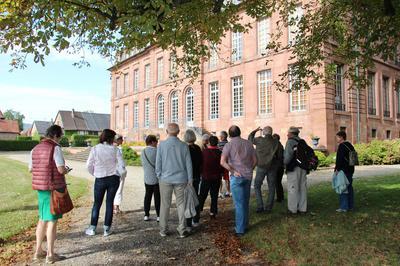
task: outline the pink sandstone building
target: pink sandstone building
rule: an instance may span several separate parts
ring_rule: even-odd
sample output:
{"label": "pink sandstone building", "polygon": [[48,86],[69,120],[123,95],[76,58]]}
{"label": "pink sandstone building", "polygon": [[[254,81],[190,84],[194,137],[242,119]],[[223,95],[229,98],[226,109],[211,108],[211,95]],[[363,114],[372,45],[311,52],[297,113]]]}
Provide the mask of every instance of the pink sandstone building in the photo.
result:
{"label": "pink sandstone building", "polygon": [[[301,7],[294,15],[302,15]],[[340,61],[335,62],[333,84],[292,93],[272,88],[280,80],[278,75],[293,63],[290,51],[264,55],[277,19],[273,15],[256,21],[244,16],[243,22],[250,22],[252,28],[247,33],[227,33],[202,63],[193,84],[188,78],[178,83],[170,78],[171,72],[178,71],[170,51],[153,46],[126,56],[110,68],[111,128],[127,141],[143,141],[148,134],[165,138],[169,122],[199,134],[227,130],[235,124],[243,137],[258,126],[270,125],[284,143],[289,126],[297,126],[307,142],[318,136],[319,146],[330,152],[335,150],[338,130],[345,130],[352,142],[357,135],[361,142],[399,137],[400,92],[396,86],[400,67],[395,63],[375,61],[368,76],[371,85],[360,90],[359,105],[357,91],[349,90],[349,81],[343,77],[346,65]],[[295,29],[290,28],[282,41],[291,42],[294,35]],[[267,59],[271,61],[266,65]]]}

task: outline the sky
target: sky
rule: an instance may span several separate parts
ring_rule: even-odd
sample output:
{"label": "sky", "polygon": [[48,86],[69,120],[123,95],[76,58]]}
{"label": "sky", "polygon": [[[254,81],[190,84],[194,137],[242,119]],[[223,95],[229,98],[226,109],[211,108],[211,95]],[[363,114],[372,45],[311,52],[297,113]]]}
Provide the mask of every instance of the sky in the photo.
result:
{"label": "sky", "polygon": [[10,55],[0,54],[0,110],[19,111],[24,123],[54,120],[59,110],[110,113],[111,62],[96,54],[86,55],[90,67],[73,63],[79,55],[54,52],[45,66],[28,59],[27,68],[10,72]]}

════════════════

Problem statement: All of the data must be repeated exactly, except for the pictures.

Completed exercise:
task: outline the pink sandstone building
target: pink sandstone building
rule: an instance may span several separate parts
ring_rule: even-odd
sample output:
{"label": "pink sandstone building", "polygon": [[48,86],[69,120],[123,95],[76,58]]}
{"label": "pink sandstone building", "polygon": [[[254,81],[190,84],[194,137],[242,119]],[[223,95],[229,98],[226,109],[211,108],[211,95]],[[363,114],[372,45],[311,52],[297,113]]]}
Provide the mask of every instance of the pink sandstone building in the photo.
result:
{"label": "pink sandstone building", "polygon": [[[301,7],[294,15],[302,15]],[[340,61],[335,62],[333,84],[292,93],[272,88],[280,80],[278,75],[293,63],[290,51],[264,55],[277,19],[273,15],[256,21],[244,16],[243,22],[250,22],[252,28],[247,33],[227,33],[202,63],[193,84],[188,78],[178,83],[170,78],[171,72],[178,71],[170,51],[153,46],[126,56],[110,68],[111,128],[127,141],[143,141],[148,134],[165,138],[169,122],[199,134],[227,130],[235,124],[243,137],[258,126],[270,125],[284,143],[289,126],[297,126],[307,142],[318,136],[319,146],[330,152],[335,150],[338,130],[345,130],[352,142],[357,135],[361,142],[399,137],[400,92],[396,86],[400,67],[395,63],[375,61],[368,76],[371,85],[360,90],[359,105],[357,91],[349,90],[349,81],[343,77],[346,65]],[[295,29],[290,28],[282,41],[291,42],[294,35]],[[267,59],[271,61],[266,65]]]}

task: outline the sky
target: sky
rule: an instance may span several separate parts
ring_rule: even-odd
sample output:
{"label": "sky", "polygon": [[48,86],[69,120],[123,95],[76,58]]}
{"label": "sky", "polygon": [[[254,81],[190,84],[194,137],[242,119]],[[223,95],[229,98],[226,109],[211,108],[211,95]],[[363,114],[372,45],[311,52],[297,113]]]}
Provide the mask of every instance of the sky in the photo.
result:
{"label": "sky", "polygon": [[10,55],[0,54],[0,110],[19,111],[24,123],[54,120],[59,110],[110,113],[111,62],[96,54],[86,55],[90,67],[73,63],[79,55],[54,52],[45,66],[28,59],[27,68],[10,72]]}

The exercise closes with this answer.